■ Reading text ■
——

Even assuming arguendo that Agent Allison’s testimony was
impermissible, 6 McGee has not shown plain error. See Escalante-Reyes, 689
F.3d at 419. The evidence in this case was sufficient for the jury to draw its
own inference, apart from Agent Allison’s testimony, that McGee sought to
have Josh produce and send a newly-created, sexually explicit photo. Although
we do not condone the use of this phrase during Agent Allison’s testimony, we
cannot say that the use of the phrase affected the outcome or seriously affected
the fairness, integrity, or public reputation of the proceedings; therefore,
allowing Agent Allison to use this phrase does not constitute plain error. See
Flores-Martinez, 677 F.3d at 710; cf. Williams, 343 F.3d at 435.
AFFIRMED.

——

■ Provided material ■
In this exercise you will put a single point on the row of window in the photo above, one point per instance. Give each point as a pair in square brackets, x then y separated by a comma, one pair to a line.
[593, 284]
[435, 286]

——

■ Parts of the exercise ■
a - In the court opinion excerpt, which case is cited right after the statement that McGee has not shown plain error?
b - Rewrite the stretch of the court opinion excerpt from "Even assuming arguendo" through "F.3d at 435.", changing "phrase" to "expression".
c - Write what comes next in the court opinion on plain error, picking up after its last line.

■ Task responses ■
a - Escalante-Reyes, 689 F.3d at 419.

b -
Even assuming arguendo that Agent Allison’s testimony was
impermissible, 6 McGee has not shown plain error. See Escalante-Reyes, 689
F.3d at 419. The evidence in this case was sufficient for the jury to draw its
own inference, apart from Agent Allison’s testimony, that McGee sought to
have Josh produce and send a newly-created, sexually explicit photo. Although
we do not condone the use of this expression during Agent Allison’s testimony, we
cannot say that the use of the expression affected the outcome or seriously affected
the fairness, integrity, or public reputation of the proceedings; therefore,
allowing Agent Allison to use this expression does not constitute plain error. See
Flores-Martinez, 677 F.3d at 710; cf. Williams, 343 F.3d at 435.

c -
6 The problem with this phrase is that it corresponds to the title of the challenged
count of conviction in this case. Section 2251 is entitled “Sexual exploitation of children,” and
although the phrase apparently did not appear on the verdict form or in the jury instructions,
it appeared on the indictment that was read to the jury during jury selection. The same
phrase, or some variation of it, was also used by the government throughout its opening
statement and by both parties during witness examinations. It is unclear whether the jury
received the indictment containing § 2251’s title during deliberations. Thus, McGee argues
that Agent Allison’s uses of the phrase were unduly suggestive.